▸ **Data to examine**:
--*--

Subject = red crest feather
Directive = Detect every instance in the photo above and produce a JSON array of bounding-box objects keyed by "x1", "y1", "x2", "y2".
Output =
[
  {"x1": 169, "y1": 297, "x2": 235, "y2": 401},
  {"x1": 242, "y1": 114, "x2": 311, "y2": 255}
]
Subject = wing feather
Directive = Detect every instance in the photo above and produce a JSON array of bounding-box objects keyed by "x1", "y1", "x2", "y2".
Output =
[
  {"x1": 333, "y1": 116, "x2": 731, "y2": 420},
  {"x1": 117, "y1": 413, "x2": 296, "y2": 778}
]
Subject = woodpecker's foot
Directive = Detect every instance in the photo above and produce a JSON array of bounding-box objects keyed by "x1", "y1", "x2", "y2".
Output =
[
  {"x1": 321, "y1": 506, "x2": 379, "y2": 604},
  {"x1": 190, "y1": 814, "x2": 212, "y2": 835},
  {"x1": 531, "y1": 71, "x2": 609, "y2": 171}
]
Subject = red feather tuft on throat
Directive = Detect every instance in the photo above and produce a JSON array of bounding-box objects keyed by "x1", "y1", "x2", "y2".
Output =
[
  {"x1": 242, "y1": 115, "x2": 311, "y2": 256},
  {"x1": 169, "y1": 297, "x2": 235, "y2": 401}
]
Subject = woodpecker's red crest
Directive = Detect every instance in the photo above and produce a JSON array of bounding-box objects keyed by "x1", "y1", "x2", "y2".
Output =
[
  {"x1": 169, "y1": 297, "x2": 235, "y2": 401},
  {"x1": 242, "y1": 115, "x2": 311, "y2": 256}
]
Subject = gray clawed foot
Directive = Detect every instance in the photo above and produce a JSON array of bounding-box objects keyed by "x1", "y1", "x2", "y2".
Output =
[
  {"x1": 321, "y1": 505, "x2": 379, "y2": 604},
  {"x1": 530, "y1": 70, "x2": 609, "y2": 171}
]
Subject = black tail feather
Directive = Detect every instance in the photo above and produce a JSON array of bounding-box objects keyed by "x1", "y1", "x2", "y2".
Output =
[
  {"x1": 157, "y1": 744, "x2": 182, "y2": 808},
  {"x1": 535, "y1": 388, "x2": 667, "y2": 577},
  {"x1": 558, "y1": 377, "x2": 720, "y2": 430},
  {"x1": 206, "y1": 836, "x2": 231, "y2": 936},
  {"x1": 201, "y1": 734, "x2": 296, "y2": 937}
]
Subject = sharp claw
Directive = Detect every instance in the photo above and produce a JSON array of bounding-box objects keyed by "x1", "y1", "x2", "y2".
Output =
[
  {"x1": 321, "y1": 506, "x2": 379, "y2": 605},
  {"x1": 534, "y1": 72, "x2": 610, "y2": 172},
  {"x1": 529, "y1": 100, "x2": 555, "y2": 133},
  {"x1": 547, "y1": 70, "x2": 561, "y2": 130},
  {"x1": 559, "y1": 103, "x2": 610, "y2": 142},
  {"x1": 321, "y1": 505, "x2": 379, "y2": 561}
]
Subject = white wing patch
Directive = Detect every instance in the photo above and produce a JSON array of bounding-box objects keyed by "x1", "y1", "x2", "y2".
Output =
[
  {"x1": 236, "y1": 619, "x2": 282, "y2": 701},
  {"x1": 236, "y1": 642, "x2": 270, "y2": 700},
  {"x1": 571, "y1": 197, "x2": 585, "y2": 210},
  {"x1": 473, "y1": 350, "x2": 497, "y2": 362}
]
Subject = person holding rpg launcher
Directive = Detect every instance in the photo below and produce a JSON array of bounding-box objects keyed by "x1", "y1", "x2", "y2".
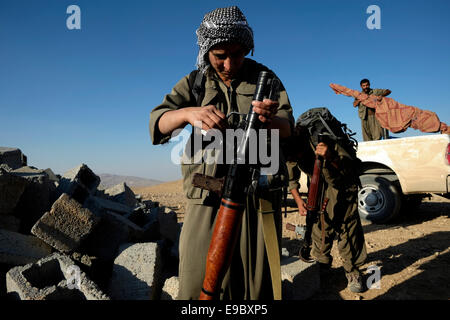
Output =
[
  {"x1": 149, "y1": 6, "x2": 294, "y2": 299},
  {"x1": 286, "y1": 115, "x2": 367, "y2": 293}
]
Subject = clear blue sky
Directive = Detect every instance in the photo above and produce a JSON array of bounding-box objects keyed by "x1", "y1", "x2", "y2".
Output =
[{"x1": 1, "y1": 0, "x2": 449, "y2": 181}]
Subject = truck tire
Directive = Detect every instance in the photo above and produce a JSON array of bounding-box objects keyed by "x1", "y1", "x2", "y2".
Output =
[{"x1": 358, "y1": 174, "x2": 402, "y2": 224}]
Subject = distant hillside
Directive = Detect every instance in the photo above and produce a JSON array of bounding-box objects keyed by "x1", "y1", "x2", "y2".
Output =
[
  {"x1": 131, "y1": 179, "x2": 184, "y2": 195},
  {"x1": 98, "y1": 173, "x2": 163, "y2": 189}
]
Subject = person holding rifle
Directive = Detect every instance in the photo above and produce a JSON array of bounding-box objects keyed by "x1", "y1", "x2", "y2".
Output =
[
  {"x1": 285, "y1": 120, "x2": 367, "y2": 293},
  {"x1": 149, "y1": 6, "x2": 294, "y2": 300}
]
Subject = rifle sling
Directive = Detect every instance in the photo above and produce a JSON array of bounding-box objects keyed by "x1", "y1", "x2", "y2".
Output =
[
  {"x1": 317, "y1": 113, "x2": 338, "y2": 139},
  {"x1": 259, "y1": 198, "x2": 282, "y2": 300},
  {"x1": 318, "y1": 185, "x2": 328, "y2": 256},
  {"x1": 320, "y1": 211, "x2": 326, "y2": 255}
]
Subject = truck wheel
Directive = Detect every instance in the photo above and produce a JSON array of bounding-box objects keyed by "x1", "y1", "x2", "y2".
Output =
[{"x1": 358, "y1": 174, "x2": 402, "y2": 224}]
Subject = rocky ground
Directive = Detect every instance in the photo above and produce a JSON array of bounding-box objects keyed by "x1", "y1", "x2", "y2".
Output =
[
  {"x1": 133, "y1": 181, "x2": 450, "y2": 300},
  {"x1": 298, "y1": 194, "x2": 450, "y2": 300}
]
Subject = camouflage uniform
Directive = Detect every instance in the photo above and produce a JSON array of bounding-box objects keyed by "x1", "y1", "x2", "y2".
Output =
[
  {"x1": 286, "y1": 141, "x2": 367, "y2": 274},
  {"x1": 149, "y1": 58, "x2": 294, "y2": 299},
  {"x1": 354, "y1": 88, "x2": 390, "y2": 141}
]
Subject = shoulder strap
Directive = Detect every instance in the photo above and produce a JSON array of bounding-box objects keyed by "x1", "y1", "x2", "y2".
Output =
[
  {"x1": 317, "y1": 113, "x2": 338, "y2": 139},
  {"x1": 259, "y1": 198, "x2": 282, "y2": 300},
  {"x1": 188, "y1": 70, "x2": 206, "y2": 106}
]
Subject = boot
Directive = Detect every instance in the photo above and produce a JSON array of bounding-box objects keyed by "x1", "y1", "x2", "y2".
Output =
[{"x1": 346, "y1": 270, "x2": 364, "y2": 293}]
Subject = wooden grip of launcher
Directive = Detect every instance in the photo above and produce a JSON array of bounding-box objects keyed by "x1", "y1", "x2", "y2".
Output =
[
  {"x1": 306, "y1": 156, "x2": 323, "y2": 211},
  {"x1": 198, "y1": 199, "x2": 244, "y2": 300}
]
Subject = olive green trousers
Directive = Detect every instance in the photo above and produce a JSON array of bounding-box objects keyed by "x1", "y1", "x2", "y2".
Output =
[
  {"x1": 178, "y1": 195, "x2": 282, "y2": 300},
  {"x1": 361, "y1": 113, "x2": 383, "y2": 141},
  {"x1": 310, "y1": 187, "x2": 367, "y2": 274}
]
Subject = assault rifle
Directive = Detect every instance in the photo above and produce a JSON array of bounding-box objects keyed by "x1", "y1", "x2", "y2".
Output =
[{"x1": 192, "y1": 71, "x2": 280, "y2": 300}]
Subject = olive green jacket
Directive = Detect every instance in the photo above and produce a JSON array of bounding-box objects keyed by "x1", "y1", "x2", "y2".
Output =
[
  {"x1": 354, "y1": 88, "x2": 389, "y2": 120},
  {"x1": 149, "y1": 59, "x2": 294, "y2": 204}
]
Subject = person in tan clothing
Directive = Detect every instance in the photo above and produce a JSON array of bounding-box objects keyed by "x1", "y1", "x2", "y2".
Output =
[{"x1": 149, "y1": 6, "x2": 294, "y2": 300}]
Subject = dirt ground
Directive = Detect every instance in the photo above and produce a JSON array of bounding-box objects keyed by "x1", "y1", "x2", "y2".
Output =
[{"x1": 133, "y1": 181, "x2": 450, "y2": 300}]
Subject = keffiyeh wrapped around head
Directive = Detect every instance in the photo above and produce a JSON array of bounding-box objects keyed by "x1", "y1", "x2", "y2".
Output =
[{"x1": 195, "y1": 6, "x2": 254, "y2": 74}]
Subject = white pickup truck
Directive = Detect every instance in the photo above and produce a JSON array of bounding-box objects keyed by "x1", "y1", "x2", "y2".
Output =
[
  {"x1": 355, "y1": 134, "x2": 450, "y2": 223},
  {"x1": 297, "y1": 134, "x2": 450, "y2": 223}
]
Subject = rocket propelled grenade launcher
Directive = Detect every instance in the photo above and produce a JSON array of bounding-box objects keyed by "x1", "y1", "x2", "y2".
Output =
[{"x1": 197, "y1": 71, "x2": 280, "y2": 300}]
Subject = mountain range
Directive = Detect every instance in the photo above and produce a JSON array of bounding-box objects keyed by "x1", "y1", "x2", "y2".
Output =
[{"x1": 98, "y1": 173, "x2": 163, "y2": 189}]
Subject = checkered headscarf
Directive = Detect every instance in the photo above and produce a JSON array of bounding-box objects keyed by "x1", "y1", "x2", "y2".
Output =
[{"x1": 195, "y1": 6, "x2": 254, "y2": 74}]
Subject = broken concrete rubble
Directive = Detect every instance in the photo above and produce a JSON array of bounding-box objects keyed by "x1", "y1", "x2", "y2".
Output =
[
  {"x1": 104, "y1": 182, "x2": 138, "y2": 208},
  {"x1": 57, "y1": 163, "x2": 100, "y2": 203},
  {"x1": 161, "y1": 276, "x2": 179, "y2": 300},
  {"x1": 0, "y1": 229, "x2": 52, "y2": 266},
  {"x1": 0, "y1": 147, "x2": 27, "y2": 170},
  {"x1": 85, "y1": 195, "x2": 133, "y2": 216},
  {"x1": 108, "y1": 242, "x2": 164, "y2": 300},
  {"x1": 0, "y1": 215, "x2": 21, "y2": 232},
  {"x1": 80, "y1": 208, "x2": 144, "y2": 261},
  {"x1": 80, "y1": 195, "x2": 159, "y2": 261},
  {"x1": 12, "y1": 166, "x2": 57, "y2": 233},
  {"x1": 6, "y1": 253, "x2": 110, "y2": 300},
  {"x1": 157, "y1": 206, "x2": 181, "y2": 244},
  {"x1": 128, "y1": 205, "x2": 157, "y2": 228},
  {"x1": 31, "y1": 193, "x2": 101, "y2": 253},
  {"x1": 0, "y1": 155, "x2": 185, "y2": 300},
  {"x1": 0, "y1": 147, "x2": 320, "y2": 300},
  {"x1": 154, "y1": 206, "x2": 182, "y2": 261},
  {"x1": 0, "y1": 170, "x2": 28, "y2": 216}
]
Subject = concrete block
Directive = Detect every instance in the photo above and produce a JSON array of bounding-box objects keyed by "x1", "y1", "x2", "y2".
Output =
[
  {"x1": 103, "y1": 183, "x2": 138, "y2": 208},
  {"x1": 157, "y1": 206, "x2": 181, "y2": 244},
  {"x1": 161, "y1": 276, "x2": 179, "y2": 300},
  {"x1": 0, "y1": 147, "x2": 27, "y2": 170},
  {"x1": 127, "y1": 206, "x2": 151, "y2": 226},
  {"x1": 85, "y1": 195, "x2": 132, "y2": 216},
  {"x1": 57, "y1": 164, "x2": 100, "y2": 203},
  {"x1": 143, "y1": 200, "x2": 158, "y2": 209},
  {"x1": 0, "y1": 215, "x2": 21, "y2": 232},
  {"x1": 127, "y1": 207, "x2": 159, "y2": 241},
  {"x1": 0, "y1": 164, "x2": 12, "y2": 172},
  {"x1": 0, "y1": 170, "x2": 28, "y2": 216},
  {"x1": 81, "y1": 195, "x2": 161, "y2": 260},
  {"x1": 81, "y1": 208, "x2": 144, "y2": 261},
  {"x1": 0, "y1": 229, "x2": 52, "y2": 266},
  {"x1": 6, "y1": 253, "x2": 110, "y2": 300},
  {"x1": 12, "y1": 166, "x2": 57, "y2": 233},
  {"x1": 108, "y1": 242, "x2": 164, "y2": 300},
  {"x1": 62, "y1": 164, "x2": 100, "y2": 191},
  {"x1": 70, "y1": 252, "x2": 95, "y2": 269},
  {"x1": 281, "y1": 254, "x2": 320, "y2": 300},
  {"x1": 69, "y1": 251, "x2": 112, "y2": 290},
  {"x1": 31, "y1": 193, "x2": 100, "y2": 253},
  {"x1": 43, "y1": 168, "x2": 60, "y2": 183}
]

--*--

▸ **Task goal**:
All lines in the listing above between the line with "Subject = rocket propelled grenade launcher" and the line with "Subject = mountain range", inclusive, should be set down exactly, and no line outside that range.

▸ **Answer below**:
Subject = rocket propelled grenade launcher
Directive = Detect every instance in the photo above and produce a JSON array of bounding-box objects keyed by "x1", "y1", "x2", "y2".
Output =
[{"x1": 197, "y1": 71, "x2": 280, "y2": 300}]
Subject = mountain range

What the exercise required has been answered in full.